## TASK
Rewrite the entries below as a numbered list with no blank lines, and omit the pictures.

=== DATASET ===

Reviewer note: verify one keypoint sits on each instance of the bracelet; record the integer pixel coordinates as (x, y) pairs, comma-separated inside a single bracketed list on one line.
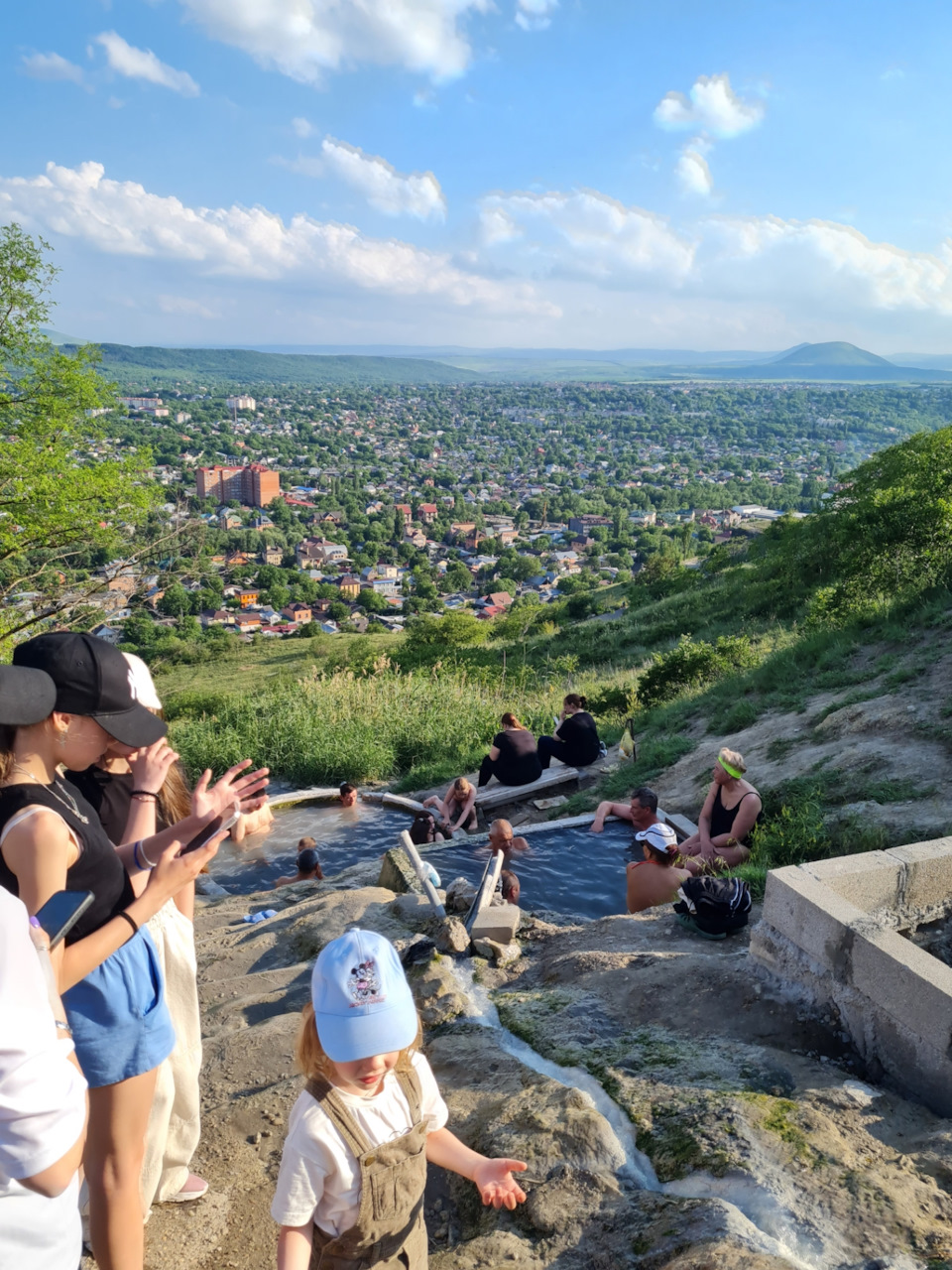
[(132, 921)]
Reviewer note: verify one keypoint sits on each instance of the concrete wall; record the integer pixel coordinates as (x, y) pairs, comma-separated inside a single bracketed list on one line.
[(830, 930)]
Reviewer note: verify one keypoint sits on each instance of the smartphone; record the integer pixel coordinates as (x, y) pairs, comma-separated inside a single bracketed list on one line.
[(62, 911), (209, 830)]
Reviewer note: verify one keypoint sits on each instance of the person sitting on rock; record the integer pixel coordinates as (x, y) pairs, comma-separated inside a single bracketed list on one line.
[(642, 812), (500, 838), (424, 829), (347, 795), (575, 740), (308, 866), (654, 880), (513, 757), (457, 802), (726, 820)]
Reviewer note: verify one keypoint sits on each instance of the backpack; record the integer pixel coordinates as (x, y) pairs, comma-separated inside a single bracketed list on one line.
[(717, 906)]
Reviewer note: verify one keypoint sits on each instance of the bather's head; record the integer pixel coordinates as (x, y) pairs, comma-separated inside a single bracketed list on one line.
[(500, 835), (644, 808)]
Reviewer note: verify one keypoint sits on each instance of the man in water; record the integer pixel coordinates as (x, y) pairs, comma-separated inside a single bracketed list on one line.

===

## CORRECT ANSWER
1. Reviewer note: verify one keypoint sits on each instance of the bracelet; record the integer pixel coordinates as (x, y) pairs, comma-separated inside a single bracketed list on one line.
2. [(132, 921)]
3. Reviewer note: verify one keypoint sits on each instance of the concrete wall; record the integer pixel coordinates as (x, y) pairs, comma-separated inside a single bracketed list on one line.
4. [(830, 930)]
5. Reviewer note: verify one keypoint sits on each instance of the smartphone; record the integer pixel coordinates as (x, y) pairs, comma-separated inside a single bracketed list on one line.
6. [(62, 911), (209, 830)]
7. Reviewer note: verify one keypoint sits on each instance of the person sitting on rock; record the integer pixel coordinates as (x, y) pairs, comma-separated inside a single bracketed list on one line.
8. [(642, 812), (500, 838), (424, 829), (347, 795), (575, 740), (308, 866), (654, 880), (513, 757), (457, 802), (726, 820)]
9. Reviewer note: verify one keypoint sits on each instance of the backpack; record the integer pixel coordinates as (x, y) pairs, comma-separated inside a single bracketed list on one line.
10. [(717, 906)]
11. Reviewer note: verify one keypoint sits on each instance of the bather's head; record the integer pixel coordinates as (x, y) pairs, comma-separated inside a single bracketed list on one line.
12. [(500, 835), (644, 808)]
13. Reviewer note: verify one keypoint sits on each instance of the man in water; record the integer pixel coordinates as (x, y) pairs, comma-separated inside a single bracketed list on one line.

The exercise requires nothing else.